Problem statement:
Repeat the data word for word and skip the pictures.
+ + + + + + +
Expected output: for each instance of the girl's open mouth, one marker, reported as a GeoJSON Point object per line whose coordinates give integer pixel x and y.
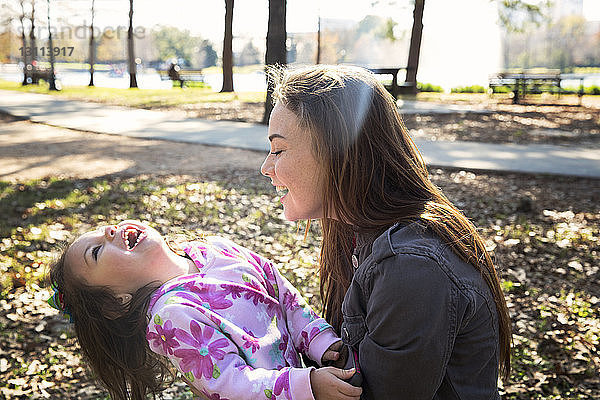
{"type": "Point", "coordinates": [282, 191]}
{"type": "Point", "coordinates": [132, 236]}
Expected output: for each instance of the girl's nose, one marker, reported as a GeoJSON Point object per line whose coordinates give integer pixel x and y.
{"type": "Point", "coordinates": [267, 168]}
{"type": "Point", "coordinates": [109, 232]}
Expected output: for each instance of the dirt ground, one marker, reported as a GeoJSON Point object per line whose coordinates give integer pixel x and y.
{"type": "Point", "coordinates": [552, 122]}
{"type": "Point", "coordinates": [34, 151]}
{"type": "Point", "coordinates": [30, 150]}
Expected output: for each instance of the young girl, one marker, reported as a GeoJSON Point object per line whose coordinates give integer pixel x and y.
{"type": "Point", "coordinates": [221, 314]}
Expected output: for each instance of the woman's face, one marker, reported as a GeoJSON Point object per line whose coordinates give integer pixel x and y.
{"type": "Point", "coordinates": [292, 166]}
{"type": "Point", "coordinates": [124, 257]}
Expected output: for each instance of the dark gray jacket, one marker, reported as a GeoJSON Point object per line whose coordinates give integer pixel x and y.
{"type": "Point", "coordinates": [424, 322]}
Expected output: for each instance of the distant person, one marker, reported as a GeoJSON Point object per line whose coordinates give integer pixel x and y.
{"type": "Point", "coordinates": [221, 314]}
{"type": "Point", "coordinates": [174, 74]}
{"type": "Point", "coordinates": [405, 276]}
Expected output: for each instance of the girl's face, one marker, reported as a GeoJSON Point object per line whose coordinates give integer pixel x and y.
{"type": "Point", "coordinates": [124, 257]}
{"type": "Point", "coordinates": [292, 166]}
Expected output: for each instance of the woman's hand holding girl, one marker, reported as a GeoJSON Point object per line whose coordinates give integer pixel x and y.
{"type": "Point", "coordinates": [329, 383]}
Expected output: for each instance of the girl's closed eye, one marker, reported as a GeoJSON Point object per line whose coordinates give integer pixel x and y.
{"type": "Point", "coordinates": [95, 251]}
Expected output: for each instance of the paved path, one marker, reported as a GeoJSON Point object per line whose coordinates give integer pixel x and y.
{"type": "Point", "coordinates": [94, 117]}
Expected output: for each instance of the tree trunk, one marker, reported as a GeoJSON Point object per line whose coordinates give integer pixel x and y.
{"type": "Point", "coordinates": [415, 47]}
{"type": "Point", "coordinates": [32, 44]}
{"type": "Point", "coordinates": [26, 64]}
{"type": "Point", "coordinates": [130, 53]}
{"type": "Point", "coordinates": [319, 41]}
{"type": "Point", "coordinates": [52, 77]}
{"type": "Point", "coordinates": [227, 48]}
{"type": "Point", "coordinates": [276, 53]}
{"type": "Point", "coordinates": [92, 48]}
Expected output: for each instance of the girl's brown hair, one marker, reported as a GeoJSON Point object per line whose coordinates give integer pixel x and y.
{"type": "Point", "coordinates": [363, 147]}
{"type": "Point", "coordinates": [112, 335]}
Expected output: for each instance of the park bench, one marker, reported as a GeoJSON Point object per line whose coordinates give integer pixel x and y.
{"type": "Point", "coordinates": [186, 77]}
{"type": "Point", "coordinates": [34, 74]}
{"type": "Point", "coordinates": [394, 87]}
{"type": "Point", "coordinates": [532, 81]}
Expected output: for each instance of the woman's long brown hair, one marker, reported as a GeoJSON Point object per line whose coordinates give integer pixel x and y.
{"type": "Point", "coordinates": [375, 177]}
{"type": "Point", "coordinates": [112, 335]}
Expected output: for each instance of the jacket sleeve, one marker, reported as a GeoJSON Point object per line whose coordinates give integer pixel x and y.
{"type": "Point", "coordinates": [211, 362]}
{"type": "Point", "coordinates": [410, 326]}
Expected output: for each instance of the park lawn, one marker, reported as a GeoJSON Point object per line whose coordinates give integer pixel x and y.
{"type": "Point", "coordinates": [544, 233]}
{"type": "Point", "coordinates": [140, 98]}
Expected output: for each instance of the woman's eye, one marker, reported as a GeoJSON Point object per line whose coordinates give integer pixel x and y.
{"type": "Point", "coordinates": [95, 251]}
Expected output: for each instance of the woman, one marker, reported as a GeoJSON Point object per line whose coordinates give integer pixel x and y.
{"type": "Point", "coordinates": [405, 277]}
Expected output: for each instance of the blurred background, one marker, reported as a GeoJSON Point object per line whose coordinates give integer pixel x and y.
{"type": "Point", "coordinates": [463, 42]}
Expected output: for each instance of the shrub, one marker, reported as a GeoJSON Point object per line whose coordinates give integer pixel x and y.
{"type": "Point", "coordinates": [428, 87]}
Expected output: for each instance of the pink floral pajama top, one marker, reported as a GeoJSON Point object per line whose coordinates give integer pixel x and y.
{"type": "Point", "coordinates": [235, 329]}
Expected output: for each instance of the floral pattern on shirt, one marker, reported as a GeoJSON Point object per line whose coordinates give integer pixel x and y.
{"type": "Point", "coordinates": [237, 321]}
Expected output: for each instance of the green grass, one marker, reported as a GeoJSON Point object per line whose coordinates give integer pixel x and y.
{"type": "Point", "coordinates": [142, 98]}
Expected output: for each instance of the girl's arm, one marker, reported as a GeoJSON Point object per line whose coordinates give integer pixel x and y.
{"type": "Point", "coordinates": [310, 334]}
{"type": "Point", "coordinates": [211, 362]}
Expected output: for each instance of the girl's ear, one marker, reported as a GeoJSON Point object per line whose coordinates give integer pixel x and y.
{"type": "Point", "coordinates": [124, 298]}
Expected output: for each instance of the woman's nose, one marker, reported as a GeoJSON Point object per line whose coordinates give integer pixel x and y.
{"type": "Point", "coordinates": [109, 232]}
{"type": "Point", "coordinates": [267, 168]}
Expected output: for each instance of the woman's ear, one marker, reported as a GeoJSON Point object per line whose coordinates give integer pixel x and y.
{"type": "Point", "coordinates": [124, 298]}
+ + + + + + +
Final answer:
Expected output: for each instance of the girl's open mouth, one marker, reported as a GeoJSON Point object per line whose coordinates give integer pixel x and y.
{"type": "Point", "coordinates": [282, 191]}
{"type": "Point", "coordinates": [132, 236]}
Expected output: for each instance of the girl's nose, one marker, reported as a GeoJSON Point object per line whose coordinates give integer pixel x and y.
{"type": "Point", "coordinates": [267, 168]}
{"type": "Point", "coordinates": [109, 232]}
Expected output: for each instance of the dirt ground, one marker, reported as a GeoJSON Point object per line whose coordinates give integer pixel x and y.
{"type": "Point", "coordinates": [552, 122]}
{"type": "Point", "coordinates": [34, 151]}
{"type": "Point", "coordinates": [30, 150]}
Expected output: for each instance of the young girl, one marker, reported as a GeoJSON Point object per line whose coordinates give integer pixel x and y.
{"type": "Point", "coordinates": [221, 314]}
Expected output: for each instance of the woman's face, one marker, reported as a GeoJSON Point object per line whose coordinates give integer pixel x and y.
{"type": "Point", "coordinates": [292, 166]}
{"type": "Point", "coordinates": [124, 257]}
Expected output: for each instance of the dark gray jacket, one marker, reported as a GeoJSON Point object per line whose coordinates give integer pixel x and y.
{"type": "Point", "coordinates": [424, 322]}
Expected output: for each instance of the distant person, one marker, reported as a GeoJSON Point object per line whose coordinates give integer pixel x and y.
{"type": "Point", "coordinates": [221, 314]}
{"type": "Point", "coordinates": [174, 74]}
{"type": "Point", "coordinates": [405, 276]}
Expected output: for each instance of the girl's face, one marker, reported as a GeoJSON Point object per line whose coordinates give integer pixel x and y.
{"type": "Point", "coordinates": [124, 257]}
{"type": "Point", "coordinates": [292, 166]}
Expected output: for each instance of the woman's hand holding girl, one marker, reported as a GeoJSON Point object per line whose coordinates give integer pixel x and y.
{"type": "Point", "coordinates": [329, 383]}
Expected output: for each instance of the girl's closed eye, one marker, reported as a GeoJSON Point object per line whose coordinates give integer pixel x and y.
{"type": "Point", "coordinates": [95, 251]}
Expected output: for each instance of the paved path, one marker, reported as a GeoJSON Point object per line whose coordinates give integer pixel x and y.
{"type": "Point", "coordinates": [94, 117]}
Expected output: for each instance of the tree trunk, one marker, reported as a GeoJSON Point object per line whose coordinates give integer pixel x and y.
{"type": "Point", "coordinates": [415, 47]}
{"type": "Point", "coordinates": [32, 44]}
{"type": "Point", "coordinates": [26, 64]}
{"type": "Point", "coordinates": [130, 53]}
{"type": "Point", "coordinates": [319, 41]}
{"type": "Point", "coordinates": [52, 77]}
{"type": "Point", "coordinates": [227, 48]}
{"type": "Point", "coordinates": [276, 53]}
{"type": "Point", "coordinates": [92, 48]}
Expected output: for each instance of the girl's brown hair, one marker, reported as a GeoJSON Point object per line whose coordinates give integer pixel x and y.
{"type": "Point", "coordinates": [363, 147]}
{"type": "Point", "coordinates": [112, 335]}
Expected output: for each instance of the park bench, one marker, reported as a GeoJSON Point object per line whose coordinates give integer pixel x and y.
{"type": "Point", "coordinates": [186, 77]}
{"type": "Point", "coordinates": [34, 74]}
{"type": "Point", "coordinates": [394, 87]}
{"type": "Point", "coordinates": [532, 81]}
Expected output: for each instance of the woman's long brown hair, one marker, reported as a GeoJSON Point object per line whose coordinates give integer pixel x and y.
{"type": "Point", "coordinates": [375, 177]}
{"type": "Point", "coordinates": [112, 335]}
Expected output: for each instance of the jacket sleeve, one marker, reported as a GeoJSON Point object per line whose coordinates give integer pixel x and y.
{"type": "Point", "coordinates": [211, 362]}
{"type": "Point", "coordinates": [410, 326]}
Expected output: for each instance of the park lawn, one marker, reported as a GeoJSON Point object per line whose coordinates give integer pixel x and y.
{"type": "Point", "coordinates": [544, 233]}
{"type": "Point", "coordinates": [140, 98]}
Expected output: for each instance of the woman's eye, one marker, reported as a GeoJSON Point object per line whose coordinates give integer pixel x and y.
{"type": "Point", "coordinates": [95, 251]}
Expected output: for each instance of the woman, one marker, reported as a GeoJSON Point object per line whose coordinates give integer pixel x and y.
{"type": "Point", "coordinates": [405, 277]}
Expected output: for each instance of the blurred background, one marker, reported as a GeoJSON Point object per line whose coordinates give integer pixel x and y.
{"type": "Point", "coordinates": [463, 42]}
Expected output: for each instance of the shrub, one marker, reported as a GeoJSON Point object per line whose coordinates give integer pixel x and y.
{"type": "Point", "coordinates": [428, 87]}
Expected output: for each instance of the pink floral pajama top, one marker, reported as a GeoJSON Point object per line whose coordinates give integer pixel x and y.
{"type": "Point", "coordinates": [235, 329]}
Expected output: for each instance of the floral pattern on shirt, one marker, reported as a GeoJSON Point object per line whose coordinates give integer pixel x and y.
{"type": "Point", "coordinates": [237, 321]}
Expected output: for each instance of the green grass, one marker, reported as a GeoJSON Point object per line whose coordinates give integer pixel x and y.
{"type": "Point", "coordinates": [142, 98]}
Expected output: for each instance of the girl's arm, one marker, reported as a GeoJSON Point object per line whose coordinates give integer pixel x and y.
{"type": "Point", "coordinates": [310, 334]}
{"type": "Point", "coordinates": [211, 362]}
Expected output: for each instance of the girl's ear, one marker, reported as a GeoJSON Point object per line whose coordinates give integer pixel x and y.
{"type": "Point", "coordinates": [124, 298]}
Expected output: for each instance of the woman's nose, one marker, reported as a GeoJSON Point object per line whose coordinates give integer pixel x and y.
{"type": "Point", "coordinates": [109, 232]}
{"type": "Point", "coordinates": [267, 168]}
Expected output: for each instance of the woman's ear, one marker, reported as a GeoJSON Point object per line whose coordinates give integer pixel x and y.
{"type": "Point", "coordinates": [124, 298]}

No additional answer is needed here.